»»
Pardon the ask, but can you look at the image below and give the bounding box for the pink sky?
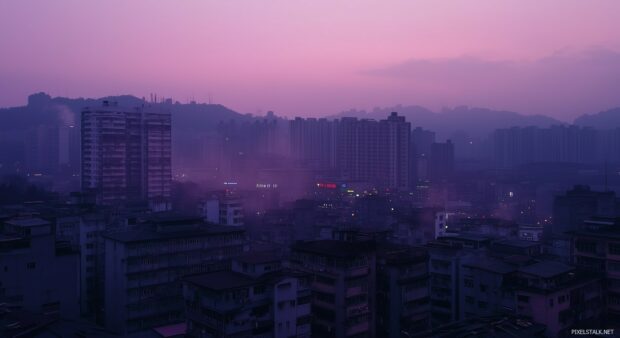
[0,0,620,120]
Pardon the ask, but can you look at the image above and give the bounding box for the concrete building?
[459,255,517,319]
[290,240,376,338]
[515,261,604,337]
[81,101,172,211]
[429,140,454,182]
[376,245,430,338]
[425,241,479,327]
[571,218,620,328]
[335,113,411,189]
[414,315,548,338]
[0,216,80,319]
[552,185,618,236]
[104,217,247,333]
[289,117,336,170]
[410,127,435,185]
[198,191,243,226]
[184,253,311,338]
««
Please scale all the rows above, requests included, by multiplying every bounding box coordinate in the answers by 0.75 and rounding each result to a whole number, with halves rounded up. Leave the pictures out.

Pardon the ask, but can you look at the image below and give the bounding box for the pink sky?
[0,0,465,90]
Pardon the ask, but can you look at the image above and give the bounding box for the concrete building?
[344,191,388,239]
[218,180,282,254]
[386,196,453,253]
[61,76,129,158]
[322,105,341,137]
[282,184,323,254]
[319,181,359,245]
[428,164,465,246]
[251,85,308,142]
[311,236,411,254]
[0,162,60,239]
[414,139,464,177]
[78,163,185,250]
[217,88,252,128]
[308,95,326,139]
[149,143,182,170]
[138,190,233,254]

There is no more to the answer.